EXCERPT TO READ
↓↓↓

Figure 8.31 shows the ACFs for 36 random numbers, 360 random numbers, and 1,000 random numbers.
Image Question 8.1
The above graph show us correlation between various lags of the series. It shows the ACFs for 36, 360 and 1000 random numbers. The Y axis seem to be on the same scale for 36, 360 and 1000 data points and the X axis shows the lags getting longer. It indicates the data are white noise. Most of the lags do not cross the blue line that represent bounds. We expect atlease 95% of lags to be within the boundaries
As the number of data increases the value of the significant coorelation decreases. Also as the observation count increases, the number of large outliers from the mean also decreases. This is the law of large numbers.
A classic example of a non-stationary series is the daily closing IBM stock price series (data set ibmclose). Use R to plot the daily closing prices for IBM stock and the ACF and PACF. Explain how each plot shows that the series is non-stationary and should be differenced.
library(fpp2)
library(urca)
library(readxl)
data("ibmclose")
autoplot(ibmclose)
ggAcf(ibmclose)
ggPacf(ibmclose)
From the above autoplot charts we can see the time series is not stationary. It also doesn’t seem to exhibit seasonal patterns. The data need differencing to get stationary data. The ACF plots show high correlation for the different lags. The plot reveals that 95% of spikes are within the bound.
For the following series, find an appropriate Box-Cox transformation and order of differencing in order to obtain stationary data.
Transformations like logarithms can help to stabilize the variance of a time series. Differencing can help stabilize the mean of a time series by removing changes in the level of a time series, and therefore eliminating (or reducing) trend and seasonality. And that’s the requisite for obtaining stationary data.
a. usnetelec
ggtsdisplay(usnetelec, main = "Annual US Net Electricity Generation", ylab = "Billion kWh",
xlab = "Year")
usnetelec_bc <- BoxCox(usnetelec, lambda=BoxCox.lambda(usnetelec))
ndiffs(usnetelec_bc)
## [1] 2
usnetelec_bc_diff <- diff(diff(usnetelec_bc))
ndiffs(usnetelec_bc_diff)
## [1] 0
ggtsdisplay(usnetelec_bc_diff)
Data is stationary and trend is removed.
b. usgdp
ggtsdisplay(usgdp, main = "Quarterly US GDP", ylab = "GDP", xlab = "Year")
usgdp_bc <- BoxCox(usgdp, lambda=BoxCox.lambda(usgdp))

↑↑↑

PROVIDED MATERIAL
↓↓↓

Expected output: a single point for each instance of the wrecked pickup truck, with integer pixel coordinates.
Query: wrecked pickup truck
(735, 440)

↑↑↑

WHAT THE TASK ASKS
Reproduce verbatim the passage of the time series stationarity notes that opens with the words "Transformations like logarithms" and closes with "ndiffs(usnetelec_bc)".

TASK RESPONSE
Transformations like logarithms can help to stabilize the variance of a time series. Differencing can help stabilize the mean of a time series by removing changes in the level of a time series, and therefore eliminating (or reducing) trend and seasonality. And that’s the requisite for obtaining stationary data.
a. usnetelec
ggtsdisplay(usnetelec, main = "Annual US Net Electricity Generation", ylab = "Billion kWh",
xlab = "Year")
usnetelec_bc <- BoxCox(usnetelec, lambda=BoxCox.lambda(usnetelec))
ndiffs(usnetelec_bc)